Begin TEXT PASSAGE
[HPforGrownups] Re: Bigotry or NOT?

Magpie belviso at attglobal.net
Wed Aug 30 04:25:19 UTC 2006


No: HPFGUIDX 157612

> Mike:
> And I continue to be amazed that people equate Hagrid calling Filch
> a "sneakin' Squib" to someone using the bigoted slur "dirty Jew".
> Furthermore, calling someone a "Jew" is not equal to calling
> someone "Jewish". But calling someone a "Squib" is the same as
> calling someone a "Squib". Do you get it now?

Magpie:
I've gotten that from the beginning, as I have that Filch and Arabella call
themselves Squibs.  I've actually said I understand that more than once, not
even touching on the rather derogatory suggestion that the word Squib has in
terms of how it obviously comes to refer to these kinds of people.

However, as I and others have explained, if you use someone's minority 
status as an insult (and I have heard Jewish people use the word "Jew" to 
refer to themselves in a neutral way, and of groups sometimes use actual 
slurs among themselves with a different meaning than it has if leveled at 
them by an outsider) I think you are...using their minority status as an 
insult.  Bringing it into a conversation that has nothing to do with their 
status because you are angry and need something to call them just seems to 
imply their minority group is inferior, especially when their society makes 
that clear already.  Especially since "Squib" is also something Wizards call 
other wizards as
well, often as an insult.

I could understand feeling I had some personal problem with Hagrid if Hagrid 
just happened
to use the word Squib as in, "Filch can't do magic, he's a Squib" and I was 
claiming this line was in any way bigoted because he used the word Squib.
But it's not the use of the word in a vacuum that I reacted to, it's the 
word's use in a scene where he's naming Filch as a sneakin' Squib to insult 
him.  There is some incredulity there, I admit.  It's not like I think 
everybody needs to be angry about it or even that emotional, it just 
genuinely surprises me.

> Mike:
> So it's a done deal as far as you are concerned. It's bigotry and
> there is no two ways about it. All of the evidence that I have put
> forward matters not, because you have pronounced the scene as
> bigoted and that's that.

Magpie:
I would hope I'm open to having my mind changed if I'm wrong.  But so far 
these arguments just seem to explain the scene exactly the same way I 
already understand it. Like if someone said, "That remark couldn't be 
bigoted. Hagrid's just putting Filch in his place by reminding him the group 
of people one belongs to based on common circumstances of birth accounts for 
differences in human character and that Filch's particular group is 
suspect."
End TEXT PASSAGE
Begin EXTRACTED RECORDS
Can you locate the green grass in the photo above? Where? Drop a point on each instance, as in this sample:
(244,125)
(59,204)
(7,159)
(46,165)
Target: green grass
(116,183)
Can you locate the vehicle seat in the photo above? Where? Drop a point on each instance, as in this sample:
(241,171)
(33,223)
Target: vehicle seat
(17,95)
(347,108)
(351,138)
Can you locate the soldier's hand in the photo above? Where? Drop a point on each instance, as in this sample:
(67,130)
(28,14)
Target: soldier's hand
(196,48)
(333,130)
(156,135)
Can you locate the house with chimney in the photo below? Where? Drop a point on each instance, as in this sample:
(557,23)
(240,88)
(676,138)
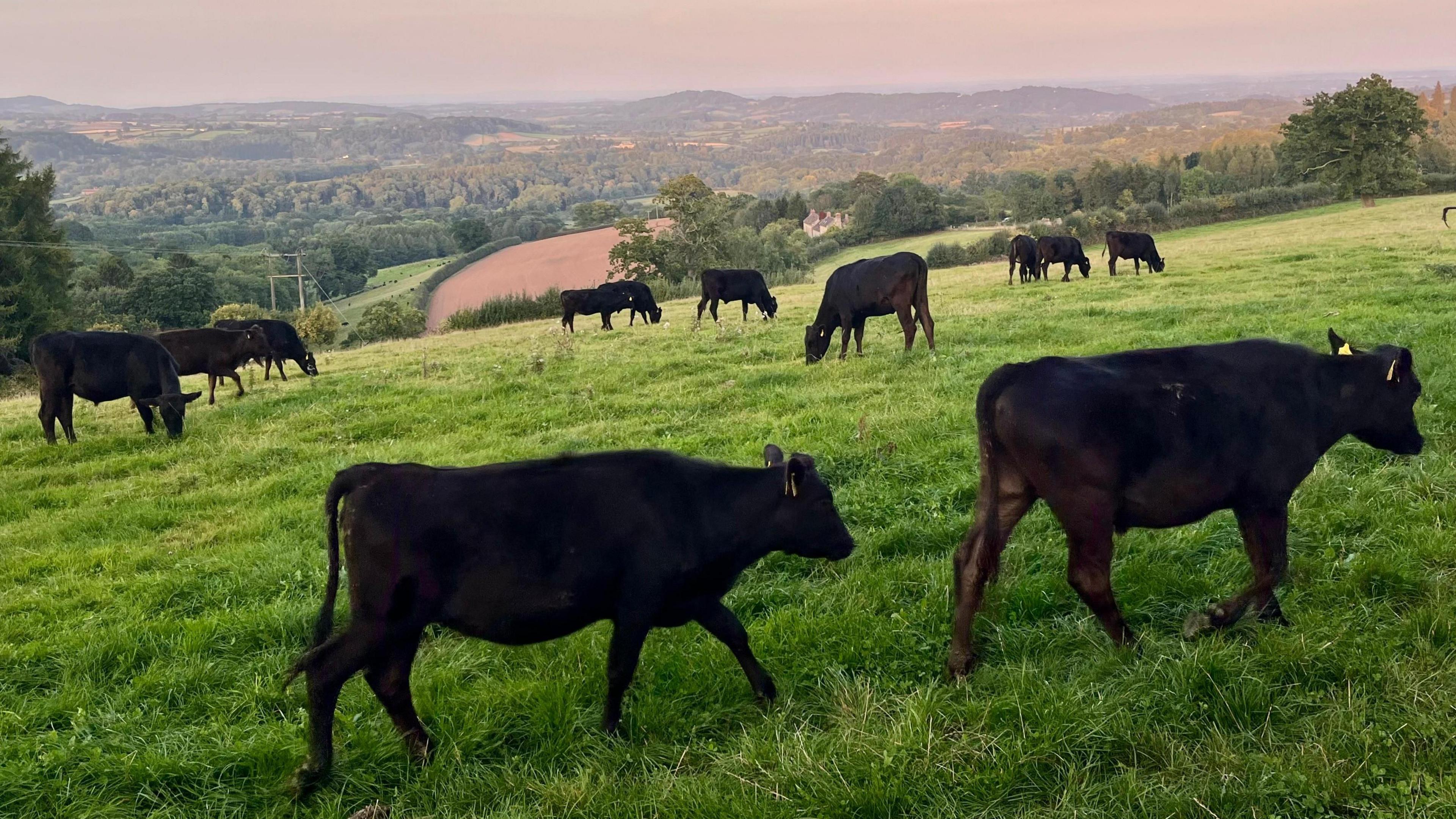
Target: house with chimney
(820,221)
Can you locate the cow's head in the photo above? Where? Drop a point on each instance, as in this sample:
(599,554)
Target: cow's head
(804,522)
(173,407)
(769,307)
(1388,404)
(816,341)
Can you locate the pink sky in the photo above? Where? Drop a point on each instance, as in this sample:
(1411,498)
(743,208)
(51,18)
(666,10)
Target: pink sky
(178,52)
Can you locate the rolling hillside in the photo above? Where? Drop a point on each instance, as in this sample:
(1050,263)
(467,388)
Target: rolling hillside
(154,594)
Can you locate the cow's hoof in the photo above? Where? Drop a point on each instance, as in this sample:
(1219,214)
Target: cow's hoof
(1197,624)
(308,779)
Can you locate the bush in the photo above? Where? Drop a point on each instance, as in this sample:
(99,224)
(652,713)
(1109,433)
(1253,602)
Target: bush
(506,310)
(450,269)
(239,313)
(318,325)
(389,320)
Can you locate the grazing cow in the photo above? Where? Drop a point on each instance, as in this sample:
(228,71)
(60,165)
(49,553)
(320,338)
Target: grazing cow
(105,366)
(1024,253)
(1164,438)
(595,301)
(1065,250)
(215,352)
(746,286)
(1129,245)
(284,344)
(871,288)
(538,550)
(640,296)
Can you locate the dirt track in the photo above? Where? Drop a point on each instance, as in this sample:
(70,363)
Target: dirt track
(579,260)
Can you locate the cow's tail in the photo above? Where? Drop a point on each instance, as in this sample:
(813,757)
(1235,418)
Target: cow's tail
(344,483)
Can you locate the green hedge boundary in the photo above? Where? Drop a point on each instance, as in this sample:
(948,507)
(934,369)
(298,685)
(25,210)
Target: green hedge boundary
(427,289)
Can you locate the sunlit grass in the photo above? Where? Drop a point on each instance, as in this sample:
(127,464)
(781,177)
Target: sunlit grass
(154,594)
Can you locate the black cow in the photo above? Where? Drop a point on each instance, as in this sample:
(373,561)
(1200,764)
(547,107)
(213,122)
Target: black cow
(871,288)
(1164,438)
(1024,253)
(1065,250)
(595,301)
(284,343)
(746,286)
(105,366)
(1129,245)
(640,296)
(216,352)
(538,550)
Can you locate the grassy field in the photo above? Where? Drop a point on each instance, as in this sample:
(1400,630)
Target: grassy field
(913,244)
(388,283)
(154,594)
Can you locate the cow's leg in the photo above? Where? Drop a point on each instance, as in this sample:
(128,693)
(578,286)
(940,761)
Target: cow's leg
(977,560)
(327,670)
(723,624)
(622,658)
(1090,566)
(146,417)
(49,407)
(1266,540)
(908,325)
(389,678)
(63,412)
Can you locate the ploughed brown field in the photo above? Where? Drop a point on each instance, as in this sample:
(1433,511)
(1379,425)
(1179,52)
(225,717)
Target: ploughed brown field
(577,260)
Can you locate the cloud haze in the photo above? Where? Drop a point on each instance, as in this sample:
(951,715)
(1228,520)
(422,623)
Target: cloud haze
(175,52)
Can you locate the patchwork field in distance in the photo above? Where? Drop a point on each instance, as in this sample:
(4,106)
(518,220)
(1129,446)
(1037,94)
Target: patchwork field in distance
(154,594)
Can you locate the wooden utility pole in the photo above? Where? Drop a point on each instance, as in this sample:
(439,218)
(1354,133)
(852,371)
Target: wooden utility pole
(273,289)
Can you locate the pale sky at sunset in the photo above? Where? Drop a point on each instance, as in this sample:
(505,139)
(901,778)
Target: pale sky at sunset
(177,52)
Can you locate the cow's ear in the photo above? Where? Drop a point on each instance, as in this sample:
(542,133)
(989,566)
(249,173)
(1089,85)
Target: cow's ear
(1400,368)
(772,455)
(794,473)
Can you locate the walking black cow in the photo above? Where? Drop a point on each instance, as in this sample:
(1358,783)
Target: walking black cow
(532,552)
(1065,250)
(105,366)
(1024,253)
(284,343)
(746,286)
(1164,438)
(215,352)
(1129,245)
(595,301)
(871,288)
(641,301)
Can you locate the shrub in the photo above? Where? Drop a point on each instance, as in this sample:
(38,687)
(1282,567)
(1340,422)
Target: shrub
(389,320)
(318,325)
(239,313)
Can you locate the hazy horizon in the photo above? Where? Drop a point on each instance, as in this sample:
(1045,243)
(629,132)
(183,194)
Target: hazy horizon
(178,52)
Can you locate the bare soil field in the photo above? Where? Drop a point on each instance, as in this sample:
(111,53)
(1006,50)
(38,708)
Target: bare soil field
(577,260)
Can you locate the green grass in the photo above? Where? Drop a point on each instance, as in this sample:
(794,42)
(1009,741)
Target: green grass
(154,594)
(389,283)
(913,244)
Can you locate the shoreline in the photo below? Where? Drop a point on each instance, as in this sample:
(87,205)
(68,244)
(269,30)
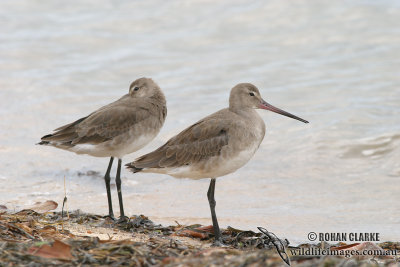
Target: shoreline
(48,239)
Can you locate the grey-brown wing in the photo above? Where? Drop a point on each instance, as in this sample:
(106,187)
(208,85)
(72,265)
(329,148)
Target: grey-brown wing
(100,126)
(204,139)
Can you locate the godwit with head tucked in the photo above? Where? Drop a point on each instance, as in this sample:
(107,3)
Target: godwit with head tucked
(117,129)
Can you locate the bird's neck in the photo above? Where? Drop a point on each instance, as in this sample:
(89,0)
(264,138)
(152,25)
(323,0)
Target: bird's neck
(247,113)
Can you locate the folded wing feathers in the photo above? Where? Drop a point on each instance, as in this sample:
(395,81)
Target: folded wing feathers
(195,143)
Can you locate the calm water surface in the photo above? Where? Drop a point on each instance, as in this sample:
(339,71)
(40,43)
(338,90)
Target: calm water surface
(334,63)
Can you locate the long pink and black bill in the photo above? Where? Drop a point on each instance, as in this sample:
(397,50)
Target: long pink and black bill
(265,105)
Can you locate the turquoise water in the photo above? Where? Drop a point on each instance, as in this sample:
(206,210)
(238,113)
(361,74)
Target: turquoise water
(335,64)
End EXTRACTED RECORDS
TASK LIST -
a. In the post on Hagrid's Squib remark, which two characters does Magpie say call themselves Squibs?
b. Decide whether each statement agrees with the post on Hagrid's Squib remark, and give yes or no with the deciding words quoted from the post. (i) Magpie objected to the word Squib used in a vacuum. (ii) Magpie has heard Jewish people use the word "Jew" about themselves in a neutral way. (iii) Magpie thinks everybody needs to be angry about the scene.
c. Resume the post on Hagrid's Squib remark, picking up right after its final sentence.

THE RESULTS -
a. Filch and Arabella.

b.
(i) No: "But it's not the use of the word in a vacuum that I reacted to"
(ii) Yes: "I have heard Jewish people use the word "Jew" to refer to themselves in a neutral way"
(iii) No: "It's not like I think everybody needs to be angry about it or even that emotional"

c.
Mike:
Thank you, no, I understand it. I *have* asked
> you to explain how you justify your claim that the term "Squib" is
> bigoted in the face of the canon evidence to the contrary. You have
> declined. Referencing one's minority status is all you need to
> proclaim bigotry and you see no need to explain yourself further.

Magpie:
Oh, I see.  The problem seems to be that we're arguing at cross-purposes. 
Proving that Squib can be used in a perfectly non-insulting way doesn't 
speak to my problems because I know that Squib can be used that way.  Like I 
said above, if Hagrid just happened to say, "Filch is a Squib" for any 
number of reasons I wouldn't think it was prejudiced.  Nor do I think that 
referencing someone's ethnic group in any context whatsoever is prejudiced. 
In this context yes, I think
it's prejudiced.  If I had a child and heard him do that to another child in 
an argument I would tell him to apologize and probably sit down and ask him
why he felt the need to bring up the person's minority status at that 
moment.  If I did it in an argument I think I would feel I'd made a bigoted 
remark and would hopefully regret it.

Now perhaps if I knew the details of Hagrid and Filch's relationship it 
wouldn't sound the same; I'd understand some history between them that would 
give me a different understanding of the context.  But reading the scene 
fresh it just struck me as two people who didn't like each other and didn't 
really have much relationship, and Hagrid shuts Filch up with "sneakin' 
Squib."

Betsy Hp:
But I think that rather than saying Hagrid is a bigot who hates Squibs, most 
people are pointing out that the prejudice against Squibs is endemic to the 
WW.

Magpie:
Yes, perhaps that's why the issue seems so non-hot-button to me.  I don't 
feel like this is a big thing about Hagrid alone out of all characters.  I 
just recognize this particular insult and what it means in this world given 
the background we've been given.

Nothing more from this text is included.